* [Actions to take]:
1. Reproduce the portion of the review discussion starting with "Thank you for" and going on through "used for evaluation?".
2. Summarize the review discussion in three sentences.

* [Text provided]:
========================

Thank you for catching the table reference error. This was indeed a typo. We meant to reference Table 3, not Table 5, regarding our model achieving the highest SIM score. We will correct this in the revision.
Does your training dataset exclude the official samples from the baseline models which are used for evaluation?
Yes, our training dataset (LibriLight) contains no speakers and utterances from the LibriSpeech test dataset. As stated by Kahn et al. (2020) in the LibriLight dataset paper: "We then removed corrupted files, files with unknown or multiple speakers, and speakers appearing in LibriSpeech dev and test sets."
Could you clarify why you chose to fine-tune the CTC-based ASR model to derive the latent SV model? From your explanation in Appendix C.4, you use a distillation approach to align the CTC-based ASR model's embeddings with the concatenated embeddings from the WeSpeaker's ResNet-based SV model and EPACA-TDNN with a fine-tuned WavLM Large model. Wouldn't it be more efficient to utilize the WeSpeaker's ResNet-based SV model and EPACA-TDNN with a fine-tuned WavLM Large model to directly extract the concatenated embeddings of the prompt and the concatenated embeddings of the generated speech, then calculate the SV loss in Equation 14 using these two embeddings? Can you provide experiment to evaluate that the latent SV model fine-tuned from CTC-based ASR model performs better in speaker similarity?

========================

* [Information supplied]:
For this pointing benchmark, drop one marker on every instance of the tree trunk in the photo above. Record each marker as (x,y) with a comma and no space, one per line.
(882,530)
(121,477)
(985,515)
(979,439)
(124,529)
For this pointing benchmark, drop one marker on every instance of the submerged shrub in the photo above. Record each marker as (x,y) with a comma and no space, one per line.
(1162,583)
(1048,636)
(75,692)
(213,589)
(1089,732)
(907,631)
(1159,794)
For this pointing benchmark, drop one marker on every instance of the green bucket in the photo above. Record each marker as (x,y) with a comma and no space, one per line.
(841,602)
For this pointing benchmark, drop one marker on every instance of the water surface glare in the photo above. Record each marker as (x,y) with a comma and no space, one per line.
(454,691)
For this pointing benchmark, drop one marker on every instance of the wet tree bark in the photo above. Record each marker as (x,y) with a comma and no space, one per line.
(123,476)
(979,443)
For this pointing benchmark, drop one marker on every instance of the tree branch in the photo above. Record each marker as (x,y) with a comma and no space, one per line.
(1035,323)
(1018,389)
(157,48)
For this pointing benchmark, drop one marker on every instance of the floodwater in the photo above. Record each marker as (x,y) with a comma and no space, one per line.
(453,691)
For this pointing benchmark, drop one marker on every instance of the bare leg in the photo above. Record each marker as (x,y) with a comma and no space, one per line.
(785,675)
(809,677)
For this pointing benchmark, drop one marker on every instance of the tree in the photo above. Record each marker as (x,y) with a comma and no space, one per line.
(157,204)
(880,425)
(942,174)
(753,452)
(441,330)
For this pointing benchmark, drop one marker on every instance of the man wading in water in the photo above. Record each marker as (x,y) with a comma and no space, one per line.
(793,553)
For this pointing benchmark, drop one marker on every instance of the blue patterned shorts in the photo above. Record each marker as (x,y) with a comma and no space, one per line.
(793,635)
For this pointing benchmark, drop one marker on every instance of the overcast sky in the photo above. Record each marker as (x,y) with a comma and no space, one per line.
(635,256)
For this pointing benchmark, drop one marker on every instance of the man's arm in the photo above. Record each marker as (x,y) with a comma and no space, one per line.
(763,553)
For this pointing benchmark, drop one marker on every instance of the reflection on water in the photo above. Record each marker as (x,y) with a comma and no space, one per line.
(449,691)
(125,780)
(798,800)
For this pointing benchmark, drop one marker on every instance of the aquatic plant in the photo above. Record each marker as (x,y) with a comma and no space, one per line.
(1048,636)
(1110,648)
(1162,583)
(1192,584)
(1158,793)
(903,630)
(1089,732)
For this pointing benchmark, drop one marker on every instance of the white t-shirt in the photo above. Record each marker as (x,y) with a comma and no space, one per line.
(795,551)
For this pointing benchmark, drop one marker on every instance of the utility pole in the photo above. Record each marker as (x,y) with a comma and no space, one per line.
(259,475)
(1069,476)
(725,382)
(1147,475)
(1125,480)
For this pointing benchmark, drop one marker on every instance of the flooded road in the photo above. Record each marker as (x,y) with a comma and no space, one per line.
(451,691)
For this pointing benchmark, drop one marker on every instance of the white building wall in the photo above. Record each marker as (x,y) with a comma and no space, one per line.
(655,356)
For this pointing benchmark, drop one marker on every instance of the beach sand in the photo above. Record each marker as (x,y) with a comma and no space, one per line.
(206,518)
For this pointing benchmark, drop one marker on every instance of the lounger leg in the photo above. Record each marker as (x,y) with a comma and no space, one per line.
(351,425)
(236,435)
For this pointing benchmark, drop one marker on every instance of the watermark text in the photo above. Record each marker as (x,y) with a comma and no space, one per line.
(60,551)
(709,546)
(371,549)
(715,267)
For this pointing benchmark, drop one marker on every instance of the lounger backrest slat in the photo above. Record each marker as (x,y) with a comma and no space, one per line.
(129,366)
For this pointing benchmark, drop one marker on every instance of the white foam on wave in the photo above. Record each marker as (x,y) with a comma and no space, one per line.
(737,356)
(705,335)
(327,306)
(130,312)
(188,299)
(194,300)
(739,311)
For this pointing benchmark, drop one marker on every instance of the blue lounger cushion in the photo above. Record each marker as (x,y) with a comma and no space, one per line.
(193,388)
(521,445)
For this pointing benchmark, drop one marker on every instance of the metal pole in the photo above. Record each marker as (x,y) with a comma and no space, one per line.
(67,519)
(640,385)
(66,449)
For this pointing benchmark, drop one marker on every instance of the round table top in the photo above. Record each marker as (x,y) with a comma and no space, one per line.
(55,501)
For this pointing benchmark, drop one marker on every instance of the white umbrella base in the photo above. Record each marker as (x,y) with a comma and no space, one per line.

========================

* [Solutions to the tasks]:
1.
Thank you for catching the table reference error. This was indeed a typo. We meant to reference Table 3, not Table 5, regarding our model achieving the highest SIM score. We will correct this in the revision.
Does your training dataset exclude the official samples from the baseline models which are used for evaluation?

2. A table reference is acknowledged as a typo: Table 3, not Table 5, was meant for the model's highest SIM score, and the error will be corrected in the revision. In response to whether the training dataset excludes the evaluation samples, the reply states that LibriLight contains no speakers or utterances from the LibriSpeech test dataset, quoting Kahn et al. (2020). A further question asks why the CTC-based ASR model was fine-tuned to derive the latent SV model instead of using the existing SV models directly to extract embeddings of the prompt and the generated speech for the SV loss in Equation 14, and it requests an experiment showing that the fine-tuned model performs better in speaker similarity.